§ SOURCE TEXT
DATE: 2013-12-16
A building for NASA with no support beams to house the largest solar sail spacecraft of its kind. An industrial space that can handle 1,600 amps of electricity Hitachi could house and assemble the components of an ion-beam accelerator. A downtown high-rise office with beaming views of San Diego Bay for a transportation consulting firm.
What all three spaces have in common – besides beams of some kind – is the fact they were quickly researched, negotiated and represented for their tenants by Synergy Real Estate Group, Corporate Advisory LLC. San Diego-based Synergy is an international alliance of tenant-rep brokers who specialize in rapid turnaround for their clients.
John Galaxidas”We go beyond the call of duty when we look to identify a property for our clients,” said John Galaxidas, CEO/President. “We don’t just go into the commercial MLS databases and pull properties. We contact every listing broker and property owner we can to identify a suitable property. Our marketing on behalf of our clients often helps us find properties that aren’t even listed.”
“Most brokers won’t go to that extent. They typically just go down their own database. We track every space in the local submarkets daily and make our clients aware of all the possibilities, because many are not marketed publicly.”
While many tenant-rep brokers have an online presence, not all of them use it as effi ciently as Synergy to connect tenants and landlords, Galaxidas said.

§ EXCERPTED DATA
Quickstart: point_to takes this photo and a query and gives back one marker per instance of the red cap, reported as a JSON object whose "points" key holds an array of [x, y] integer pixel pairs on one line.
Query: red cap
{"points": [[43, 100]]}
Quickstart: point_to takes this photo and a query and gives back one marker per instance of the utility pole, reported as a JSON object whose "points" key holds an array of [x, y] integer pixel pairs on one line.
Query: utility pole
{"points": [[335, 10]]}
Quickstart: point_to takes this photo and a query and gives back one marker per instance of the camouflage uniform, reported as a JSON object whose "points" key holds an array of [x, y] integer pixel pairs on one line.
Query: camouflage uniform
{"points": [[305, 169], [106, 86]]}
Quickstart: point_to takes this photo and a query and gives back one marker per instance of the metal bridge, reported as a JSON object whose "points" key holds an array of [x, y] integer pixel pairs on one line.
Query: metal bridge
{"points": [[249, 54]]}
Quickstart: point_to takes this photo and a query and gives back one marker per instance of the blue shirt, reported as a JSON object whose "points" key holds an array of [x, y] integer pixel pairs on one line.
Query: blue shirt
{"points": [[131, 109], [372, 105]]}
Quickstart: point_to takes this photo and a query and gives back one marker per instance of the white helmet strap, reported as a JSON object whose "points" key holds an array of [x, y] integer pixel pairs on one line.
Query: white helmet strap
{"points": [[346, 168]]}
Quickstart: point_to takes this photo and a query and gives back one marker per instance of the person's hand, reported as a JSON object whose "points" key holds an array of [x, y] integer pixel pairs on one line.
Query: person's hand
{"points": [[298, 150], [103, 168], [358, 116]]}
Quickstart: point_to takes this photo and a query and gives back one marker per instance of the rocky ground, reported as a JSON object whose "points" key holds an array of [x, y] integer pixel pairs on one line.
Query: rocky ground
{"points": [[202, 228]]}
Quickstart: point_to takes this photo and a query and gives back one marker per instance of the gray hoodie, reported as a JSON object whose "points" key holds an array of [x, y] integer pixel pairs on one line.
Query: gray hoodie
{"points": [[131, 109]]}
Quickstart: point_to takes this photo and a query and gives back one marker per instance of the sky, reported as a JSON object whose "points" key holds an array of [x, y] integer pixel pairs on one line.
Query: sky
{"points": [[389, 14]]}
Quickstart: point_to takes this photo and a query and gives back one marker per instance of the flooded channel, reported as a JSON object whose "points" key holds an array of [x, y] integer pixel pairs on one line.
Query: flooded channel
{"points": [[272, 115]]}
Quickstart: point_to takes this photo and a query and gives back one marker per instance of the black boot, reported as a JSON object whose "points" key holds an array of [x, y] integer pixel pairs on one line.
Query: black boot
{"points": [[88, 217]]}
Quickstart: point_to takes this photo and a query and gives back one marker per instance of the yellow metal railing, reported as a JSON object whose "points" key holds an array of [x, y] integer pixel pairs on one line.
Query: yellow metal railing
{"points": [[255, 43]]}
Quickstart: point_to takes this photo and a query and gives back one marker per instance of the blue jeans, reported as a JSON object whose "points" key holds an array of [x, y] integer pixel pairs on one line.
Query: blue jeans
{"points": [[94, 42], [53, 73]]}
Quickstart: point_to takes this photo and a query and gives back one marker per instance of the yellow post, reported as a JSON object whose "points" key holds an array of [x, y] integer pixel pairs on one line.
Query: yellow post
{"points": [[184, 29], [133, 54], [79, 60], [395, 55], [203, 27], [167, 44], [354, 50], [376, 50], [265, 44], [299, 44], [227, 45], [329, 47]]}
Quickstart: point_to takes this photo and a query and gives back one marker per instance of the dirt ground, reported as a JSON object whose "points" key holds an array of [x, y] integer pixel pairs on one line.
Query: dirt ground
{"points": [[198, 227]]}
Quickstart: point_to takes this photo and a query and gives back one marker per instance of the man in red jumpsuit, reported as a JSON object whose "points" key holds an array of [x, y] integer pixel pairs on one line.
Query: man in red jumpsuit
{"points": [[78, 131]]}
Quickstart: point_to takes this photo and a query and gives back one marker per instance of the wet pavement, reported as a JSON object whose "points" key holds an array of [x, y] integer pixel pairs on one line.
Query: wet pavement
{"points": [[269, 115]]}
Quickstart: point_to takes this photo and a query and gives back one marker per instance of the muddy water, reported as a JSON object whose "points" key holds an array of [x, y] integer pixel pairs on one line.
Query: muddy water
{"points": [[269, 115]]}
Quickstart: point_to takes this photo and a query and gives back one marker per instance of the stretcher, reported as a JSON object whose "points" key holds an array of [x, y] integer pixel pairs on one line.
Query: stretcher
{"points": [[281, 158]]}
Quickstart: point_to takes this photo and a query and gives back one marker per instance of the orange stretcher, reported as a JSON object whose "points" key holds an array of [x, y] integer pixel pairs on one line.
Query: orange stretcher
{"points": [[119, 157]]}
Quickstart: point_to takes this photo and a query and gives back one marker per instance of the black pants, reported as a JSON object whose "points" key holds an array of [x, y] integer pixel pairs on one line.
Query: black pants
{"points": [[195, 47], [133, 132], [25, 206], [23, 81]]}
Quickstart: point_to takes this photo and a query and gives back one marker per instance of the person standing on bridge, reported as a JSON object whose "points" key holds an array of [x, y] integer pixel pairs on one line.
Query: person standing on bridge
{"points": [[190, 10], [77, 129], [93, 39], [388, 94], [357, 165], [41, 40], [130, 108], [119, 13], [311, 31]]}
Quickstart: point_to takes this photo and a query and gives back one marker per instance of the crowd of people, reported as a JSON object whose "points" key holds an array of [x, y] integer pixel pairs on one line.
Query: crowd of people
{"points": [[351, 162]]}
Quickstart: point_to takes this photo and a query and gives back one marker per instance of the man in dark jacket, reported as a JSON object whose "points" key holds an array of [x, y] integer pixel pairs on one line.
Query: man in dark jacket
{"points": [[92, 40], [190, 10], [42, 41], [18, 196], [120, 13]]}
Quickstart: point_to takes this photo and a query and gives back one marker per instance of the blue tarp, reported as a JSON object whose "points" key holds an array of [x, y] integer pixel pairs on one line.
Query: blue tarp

§ PROMPT
Write the next part of the article on Synergy Real Estate Group's tenant-rep brokerage, starting after its final paragraph.

§ RESPONSE TO THIS EXERCISE
Galaxidas is as adept at navigating virtual real estate as he is the real thing. He is from a Sacramento family that specializes in developing farmland into residential housing. He attended the University of the Pacific, U.C. Berkeley and Stanford, graduating as a business major with a focus on finance and real estate.
He next worked for then-Gov. Pete Wilson’s constituent affairs office, summarizing and reviewing pending bills and other legislation, and fielding constituents’ phone calls. Wilson later appointed him assistant deputy director at the Department of General Services, Real Estate Services Division, based in part on his experience with the family business. He served throughout Wilson’s two terms, focusing on converting leases on state-owned properties into private ownership. One example is the former Agnews State Hospital in San Jose, now the Sun Microsystems/Agnews Developmental Center. In 1997, Galaxidas negotiated the sale of 8.25 acres of the approximately 90-acre site to Sun as its national headquarters.
Galaxidas struck out on his own in 2004, founding Synergy in Sacramento from scratch as a tenant-rep broker. His experience quickly paid off, landing clients throughout the state and affiliations with other brokers around the nation. The firm now has California offices with its own staff in San Francisco, San Jose, Los Angeles, Rancho Cucamonga and Irvine. In 2009, Galaxidas moved the company’s headquarters and his family from Sacramento to San Diego, where Synergy has about 250 of its 1,000-plus clients, who include Dell, DHL, HP, Sony and Cisco Systems.
What sets Synergy apart from other brokers? Galaxidas cites several factors:
“We only work for tenants, never landlords. Because we are 100 percent tenant-focused, we can do what no other tenant representative firm does: inventory the market on a daily basis; contact every property owner/listing broker on your behalf to uncover ‘off -market’ lease opportunities; and when it’s time to negotiate the transaction, we draft and send out proposals on your behalf, leveraging one landlord against the other to secure the best lease terms and rate on the space.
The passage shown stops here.